[Raw records]
==================================================

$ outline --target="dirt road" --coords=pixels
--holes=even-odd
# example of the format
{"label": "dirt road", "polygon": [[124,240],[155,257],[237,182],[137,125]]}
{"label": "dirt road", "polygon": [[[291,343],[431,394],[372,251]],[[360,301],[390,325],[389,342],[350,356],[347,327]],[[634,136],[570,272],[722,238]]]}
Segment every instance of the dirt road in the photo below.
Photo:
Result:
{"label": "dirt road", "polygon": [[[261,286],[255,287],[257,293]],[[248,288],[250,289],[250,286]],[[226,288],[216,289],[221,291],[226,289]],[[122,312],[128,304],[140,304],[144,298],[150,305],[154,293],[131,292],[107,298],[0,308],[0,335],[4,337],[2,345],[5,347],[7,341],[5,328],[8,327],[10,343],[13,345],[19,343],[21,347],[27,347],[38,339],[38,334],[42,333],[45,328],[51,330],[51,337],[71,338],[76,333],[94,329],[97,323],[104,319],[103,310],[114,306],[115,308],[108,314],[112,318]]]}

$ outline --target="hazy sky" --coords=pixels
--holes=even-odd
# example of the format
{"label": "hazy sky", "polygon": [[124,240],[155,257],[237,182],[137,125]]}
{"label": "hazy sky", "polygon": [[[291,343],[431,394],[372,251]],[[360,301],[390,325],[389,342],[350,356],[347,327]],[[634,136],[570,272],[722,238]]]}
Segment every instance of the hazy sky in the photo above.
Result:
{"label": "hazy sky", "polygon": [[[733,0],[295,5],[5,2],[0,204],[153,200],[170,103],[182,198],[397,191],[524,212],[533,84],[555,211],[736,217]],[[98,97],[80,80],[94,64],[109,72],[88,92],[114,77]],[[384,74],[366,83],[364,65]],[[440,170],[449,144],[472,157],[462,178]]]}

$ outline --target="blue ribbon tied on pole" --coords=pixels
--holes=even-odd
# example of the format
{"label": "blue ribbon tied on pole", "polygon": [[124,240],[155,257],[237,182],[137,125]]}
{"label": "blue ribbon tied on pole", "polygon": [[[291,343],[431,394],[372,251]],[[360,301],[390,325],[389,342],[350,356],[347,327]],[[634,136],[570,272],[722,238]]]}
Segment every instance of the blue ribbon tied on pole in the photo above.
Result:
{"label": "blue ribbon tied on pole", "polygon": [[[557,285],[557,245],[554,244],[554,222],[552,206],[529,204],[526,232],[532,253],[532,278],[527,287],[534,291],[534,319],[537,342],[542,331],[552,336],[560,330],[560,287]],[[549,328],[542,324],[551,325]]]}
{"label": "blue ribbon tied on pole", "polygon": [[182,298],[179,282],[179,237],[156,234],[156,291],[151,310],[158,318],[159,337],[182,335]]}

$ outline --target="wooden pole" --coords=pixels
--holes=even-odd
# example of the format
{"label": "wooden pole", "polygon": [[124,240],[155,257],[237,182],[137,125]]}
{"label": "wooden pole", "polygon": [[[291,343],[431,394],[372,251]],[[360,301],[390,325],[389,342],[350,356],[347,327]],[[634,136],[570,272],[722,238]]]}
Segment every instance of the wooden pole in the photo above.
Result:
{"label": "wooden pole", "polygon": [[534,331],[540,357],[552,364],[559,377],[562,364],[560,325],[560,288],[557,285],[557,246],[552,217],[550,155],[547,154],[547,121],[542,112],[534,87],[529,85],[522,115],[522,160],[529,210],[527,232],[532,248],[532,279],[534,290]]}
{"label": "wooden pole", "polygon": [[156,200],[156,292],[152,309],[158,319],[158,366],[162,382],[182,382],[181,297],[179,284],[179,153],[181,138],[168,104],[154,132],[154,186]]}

==================================================

Gather every line of the records that contains the string "coords", matching case exactly.

$ outline --target="dirt road" --coords=pixels
$ outline --target="hazy sky" --coords=pixels
$ outline --target="blue ribbon tied on pole" --coords=pixels
$ outline --target="wooden pole" --coords=pixels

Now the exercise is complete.